Your task: Would you transcribe all of the entries that follow, word for word?

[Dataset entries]
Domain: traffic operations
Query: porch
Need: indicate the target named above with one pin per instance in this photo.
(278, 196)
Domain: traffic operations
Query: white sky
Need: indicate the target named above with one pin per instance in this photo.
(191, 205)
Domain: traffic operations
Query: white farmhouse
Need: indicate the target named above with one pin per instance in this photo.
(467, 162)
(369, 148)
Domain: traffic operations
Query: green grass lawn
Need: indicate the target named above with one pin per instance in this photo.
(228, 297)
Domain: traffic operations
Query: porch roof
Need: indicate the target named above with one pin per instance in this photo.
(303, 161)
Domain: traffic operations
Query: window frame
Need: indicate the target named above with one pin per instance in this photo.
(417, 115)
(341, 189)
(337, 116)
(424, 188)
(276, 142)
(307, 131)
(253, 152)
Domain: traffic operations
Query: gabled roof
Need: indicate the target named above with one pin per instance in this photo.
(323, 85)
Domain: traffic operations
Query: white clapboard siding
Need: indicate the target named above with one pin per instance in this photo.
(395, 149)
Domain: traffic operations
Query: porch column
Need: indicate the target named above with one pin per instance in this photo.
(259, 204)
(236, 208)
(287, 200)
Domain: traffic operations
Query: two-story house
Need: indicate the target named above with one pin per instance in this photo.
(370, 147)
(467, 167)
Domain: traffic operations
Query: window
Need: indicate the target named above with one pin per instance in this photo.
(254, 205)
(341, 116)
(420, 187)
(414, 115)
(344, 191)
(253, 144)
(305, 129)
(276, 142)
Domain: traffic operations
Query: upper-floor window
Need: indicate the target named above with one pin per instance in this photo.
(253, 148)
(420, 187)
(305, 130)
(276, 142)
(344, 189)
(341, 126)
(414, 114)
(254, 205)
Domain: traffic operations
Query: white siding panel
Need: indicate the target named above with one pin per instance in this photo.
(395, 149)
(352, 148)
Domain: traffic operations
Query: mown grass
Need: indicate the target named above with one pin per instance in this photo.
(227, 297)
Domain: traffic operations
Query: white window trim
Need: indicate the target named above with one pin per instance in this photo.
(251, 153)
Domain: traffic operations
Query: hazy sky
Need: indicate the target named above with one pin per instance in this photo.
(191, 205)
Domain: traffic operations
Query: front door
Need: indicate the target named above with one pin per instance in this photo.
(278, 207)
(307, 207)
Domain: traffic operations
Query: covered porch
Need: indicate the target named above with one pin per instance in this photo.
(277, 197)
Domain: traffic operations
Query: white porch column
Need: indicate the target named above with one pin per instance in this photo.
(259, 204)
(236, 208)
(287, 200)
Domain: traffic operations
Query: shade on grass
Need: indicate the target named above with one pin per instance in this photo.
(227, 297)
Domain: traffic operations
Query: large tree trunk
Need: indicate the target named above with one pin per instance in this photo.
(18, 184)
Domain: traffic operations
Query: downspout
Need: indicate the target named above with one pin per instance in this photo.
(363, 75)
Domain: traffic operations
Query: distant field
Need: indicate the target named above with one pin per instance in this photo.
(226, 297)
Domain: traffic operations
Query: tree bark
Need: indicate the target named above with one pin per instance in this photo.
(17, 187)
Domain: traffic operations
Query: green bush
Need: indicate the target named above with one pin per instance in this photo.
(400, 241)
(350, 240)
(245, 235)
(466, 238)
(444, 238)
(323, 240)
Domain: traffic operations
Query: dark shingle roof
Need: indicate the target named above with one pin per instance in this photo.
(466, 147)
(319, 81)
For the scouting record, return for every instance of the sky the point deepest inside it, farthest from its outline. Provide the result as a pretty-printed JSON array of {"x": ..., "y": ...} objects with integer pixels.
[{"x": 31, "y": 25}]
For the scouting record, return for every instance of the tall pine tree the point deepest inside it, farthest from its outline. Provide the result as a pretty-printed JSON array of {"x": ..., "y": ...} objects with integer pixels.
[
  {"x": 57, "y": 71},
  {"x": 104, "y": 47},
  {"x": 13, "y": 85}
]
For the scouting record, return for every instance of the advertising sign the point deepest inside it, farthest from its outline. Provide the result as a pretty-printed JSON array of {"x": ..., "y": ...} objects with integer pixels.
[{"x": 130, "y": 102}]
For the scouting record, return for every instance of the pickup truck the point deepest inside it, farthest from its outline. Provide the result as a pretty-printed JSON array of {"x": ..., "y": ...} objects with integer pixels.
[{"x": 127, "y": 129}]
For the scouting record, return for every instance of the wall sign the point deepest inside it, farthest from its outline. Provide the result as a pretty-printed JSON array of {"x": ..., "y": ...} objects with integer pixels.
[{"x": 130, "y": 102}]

Completed task:
Domain: traffic operations
Query: porch
Need: indicate the target named above with one pin per instance in this photo.
(278, 196)
Domain: traffic operations
Query: white sky
Need: indicate the target named above with one pin per instance in this photo.
(191, 205)
Domain: traffic operations
Query: white farmhouse
Need: indicate the target named above with one pin per instance in this photo.
(467, 162)
(369, 148)
Domain: traffic operations
Query: green grass lawn
Need: indicate the target named above with one pin per instance in this photo.
(228, 297)
Domain: traffic operations
Query: porch roof
Need: indicate the target named above with one pin per instance in this photo.
(303, 161)
Domain: traffic operations
Query: window frame
Need: indicate the target named above with one pin per instance in this photo.
(417, 115)
(341, 189)
(337, 116)
(424, 188)
(276, 142)
(307, 131)
(253, 152)
Domain: traffic operations
Query: gabled roof
Need: indicate the target named above with one pin per instance in this photo.
(323, 85)
Domain: traffic operations
Query: white clapboard siding
Need: indicate the target named above with one pin per instance in this photo.
(395, 149)
Domain: traffic operations
Query: porch column
Need: indicate the target named above with one pin per instance in this photo.
(259, 204)
(236, 208)
(287, 200)
Domain: traffic operations
Query: two-story house
Need: indicate the target named above with one pin per instance in this photo.
(370, 147)
(467, 167)
Domain: traffic operations
Query: window
Need: indicate the target named above with one pin per instance in this photo.
(254, 205)
(341, 116)
(420, 187)
(414, 115)
(344, 191)
(253, 144)
(305, 129)
(276, 142)
Domain: traffic operations
Query: upper-floor window
Need: indicate the target named above with one pin per instance in this photo.
(253, 148)
(420, 187)
(305, 130)
(276, 142)
(344, 189)
(341, 126)
(414, 114)
(254, 205)
Domain: traffic operations
Query: white siding panel
Need: indicate the target named above with one pin per instance in this photo.
(395, 149)
(352, 148)
Domain: traffic operations
Query: mown grass
Need: indicate the target named above with one pin per instance in this photo.
(227, 297)
Domain: traffic operations
Query: white window trim
Need: indicate the target named above with one pin per instance in this photo.
(251, 153)
Domain: traffic operations
Query: hazy sky
Need: indicate the target named above with one pin per instance in this photo.
(191, 205)
Domain: traffic operations
Query: front door
Need: indicate the target named above with one pin per instance in this photo.
(278, 207)
(307, 207)
Domain: traffic operations
Query: covered porch
Need: indicate the target named above with one pin per instance in this photo.
(277, 197)
Domain: traffic operations
Query: white porch column
Need: indicate the target named above with one pin per instance in this photo.
(259, 204)
(236, 208)
(287, 200)
Domain: traffic operations
Query: shade on grass
Need: indicate the target named above with one pin per instance in this photo.
(227, 297)
Domain: traffic operations
Query: large tree trunk
Need: indicate the target named above with one pin per instance in this photo.
(18, 184)
Domain: traffic operations
Query: downspout
Need: indicate the target named above with one pin per instance in this photo.
(363, 75)
Domain: traffic operations
Query: distant field
Need: indicate the target named above with one pin per instance in this photo.
(226, 297)
Domain: traffic operations
Query: tree bark
Need: indicate the target named above with one pin per instance in this photo.
(17, 187)
Domain: traffic operations
Query: green bush
Need: indicate the target named above with one pin per instance in this photo.
(400, 241)
(350, 240)
(245, 235)
(466, 238)
(444, 238)
(323, 240)
Domain: traffic operations
Query: dark shingle roof
Need: indicate the target named above with one pin per instance in this photo.
(466, 147)
(319, 81)
For the scouting record, return for every instance of the sky the point deepest inside it, farthest from its outline. Provide the result as a pretty-printed JSON array of {"x": ..., "y": ...} objects with integer pixels.
[{"x": 31, "y": 25}]
For the scouting record, return for every instance of the tall pine tree the point deepest inside it, farthest from its outline. Provide the result as a pretty-printed JSON array of {"x": ..., "y": ...} objects with integer pixels.
[
  {"x": 57, "y": 71},
  {"x": 104, "y": 47},
  {"x": 13, "y": 85}
]
For the scouting record, return for every instance of the advertising sign the point deepest inside it, farthest from its outline. Provide the result as a pretty-printed JSON array of {"x": ..., "y": ...} objects with integer pixels.
[{"x": 130, "y": 102}]
For the scouting record, return for every instance of the pickup truck the point deepest inside it, farthest from its outline. Provide the result as a pretty-printed JSON array of {"x": ..., "y": ...} objects with integer pixels.
[{"x": 127, "y": 129}]
For the scouting record, return for every instance of the wall sign the point deepest inside it, farthest from its outline. Provide the result as a pretty-printed JSON array of {"x": ..., "y": ...} objects with integer pixels.
[{"x": 130, "y": 102}]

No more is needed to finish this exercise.